■ Énoncé de l'exercice ■
Restituez intégralement la critique du film Chien blanc, sans en changer un seul mot.

■ Document source ■
────────

Chien blanc : dressé pour tuer

Chien blanc est une nouvelle adaptation du roman du même nom, écrit par Romain Gary et publié en 1970. Déjà porté à l’écran en 1982 par Samuel Fuller sous le titre Dressé pour tuer, cette œuvre littéraire bénéficie donc d’une nouvelle approche sur un mal enraciné dans la société américaine, le racisme. La cinéaste québécoise Anaïs Barbeau-Lavalette remet le thème au goût du jour, mais propose une version édulcorée et surtout timide d’un livre fort et poignant.

Martin Luther King est assassiné et les haines raciales mettent le pays à feu et à sang. Romain Gary et sa femme l’actrice Jean Seberg, qui vivent à Los Angeles, recueillent un chien égaré, dressé exclusivement pour attaquer les Noirs : un chien blanc. L’écrivain, amoureux des animaux, refuse de le faire euthanasier, au risque de mettre en péril sa relation avec Jean, militante pour les droits civiques et très active au sein des Black Panthers.

────────

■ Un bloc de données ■
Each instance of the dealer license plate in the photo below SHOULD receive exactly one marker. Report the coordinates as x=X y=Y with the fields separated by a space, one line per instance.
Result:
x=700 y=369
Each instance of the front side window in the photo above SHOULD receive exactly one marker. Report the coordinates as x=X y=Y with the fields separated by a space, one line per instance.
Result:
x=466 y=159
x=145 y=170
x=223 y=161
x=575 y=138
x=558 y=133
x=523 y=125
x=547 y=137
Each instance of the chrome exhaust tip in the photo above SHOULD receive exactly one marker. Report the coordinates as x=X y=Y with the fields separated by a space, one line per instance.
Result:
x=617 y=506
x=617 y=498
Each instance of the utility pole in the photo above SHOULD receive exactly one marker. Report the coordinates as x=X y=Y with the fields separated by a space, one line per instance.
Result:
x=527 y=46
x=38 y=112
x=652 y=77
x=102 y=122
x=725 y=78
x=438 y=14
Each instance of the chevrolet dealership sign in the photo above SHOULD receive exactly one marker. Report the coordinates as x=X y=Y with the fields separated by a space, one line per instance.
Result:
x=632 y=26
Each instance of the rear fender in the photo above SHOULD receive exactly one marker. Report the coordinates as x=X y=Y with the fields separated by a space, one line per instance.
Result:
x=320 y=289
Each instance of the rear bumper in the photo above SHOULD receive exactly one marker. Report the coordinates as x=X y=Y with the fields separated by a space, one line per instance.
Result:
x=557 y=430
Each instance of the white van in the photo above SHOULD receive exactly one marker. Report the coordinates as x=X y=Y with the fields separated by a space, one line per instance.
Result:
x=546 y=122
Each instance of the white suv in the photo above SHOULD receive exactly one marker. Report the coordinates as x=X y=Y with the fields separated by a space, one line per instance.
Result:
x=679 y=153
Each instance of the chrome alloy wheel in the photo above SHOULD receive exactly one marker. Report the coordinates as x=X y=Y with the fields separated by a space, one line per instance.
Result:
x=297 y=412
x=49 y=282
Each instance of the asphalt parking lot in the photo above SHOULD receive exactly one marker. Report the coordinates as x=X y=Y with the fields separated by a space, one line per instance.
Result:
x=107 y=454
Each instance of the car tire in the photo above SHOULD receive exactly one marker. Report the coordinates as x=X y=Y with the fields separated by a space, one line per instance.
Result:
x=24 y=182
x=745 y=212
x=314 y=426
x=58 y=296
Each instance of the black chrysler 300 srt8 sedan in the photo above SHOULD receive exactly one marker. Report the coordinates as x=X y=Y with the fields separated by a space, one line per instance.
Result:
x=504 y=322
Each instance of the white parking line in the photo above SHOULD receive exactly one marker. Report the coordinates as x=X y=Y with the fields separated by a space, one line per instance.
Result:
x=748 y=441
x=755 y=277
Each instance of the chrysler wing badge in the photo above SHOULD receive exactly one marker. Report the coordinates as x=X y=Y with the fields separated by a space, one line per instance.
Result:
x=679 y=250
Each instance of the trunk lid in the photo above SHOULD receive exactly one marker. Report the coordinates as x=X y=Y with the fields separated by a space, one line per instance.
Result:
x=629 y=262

────────

■ Corrigé ■
Chien blanc : dressé pour tuer

Chien blanc est une nouvelle adaptation du roman du même nom, écrit par Romain Gary et publié en 1970. Déjà porté à l’écran en 1982 par Samuel Fuller sous le titre Dressé pour tuer, cette œuvre littéraire bénéficie donc d’une nouvelle approche sur un mal enraciné dans la société américaine, le racisme. La cinéaste québécoise Anaïs Barbeau-Lavalette remet le thème au goût du jour, mais propose une version édulcorée et surtout timide d’un livre fort et poignant.

Martin Luther King est assassiné et les haines raciales mettent le pays à feu et à sang. Romain Gary et sa femme l’actrice Jean Seberg, qui vivent à Los Angeles, recueillent un chien égaré, dressé exclusivement pour attaquer les Noirs : un chien blanc. L’écrivain, amoureux des animaux, refuse de le faire euthanasier, au risque de mettre en péril sa relation avec Jean, militante pour les droits civiques et très active au sein des Black Panthers.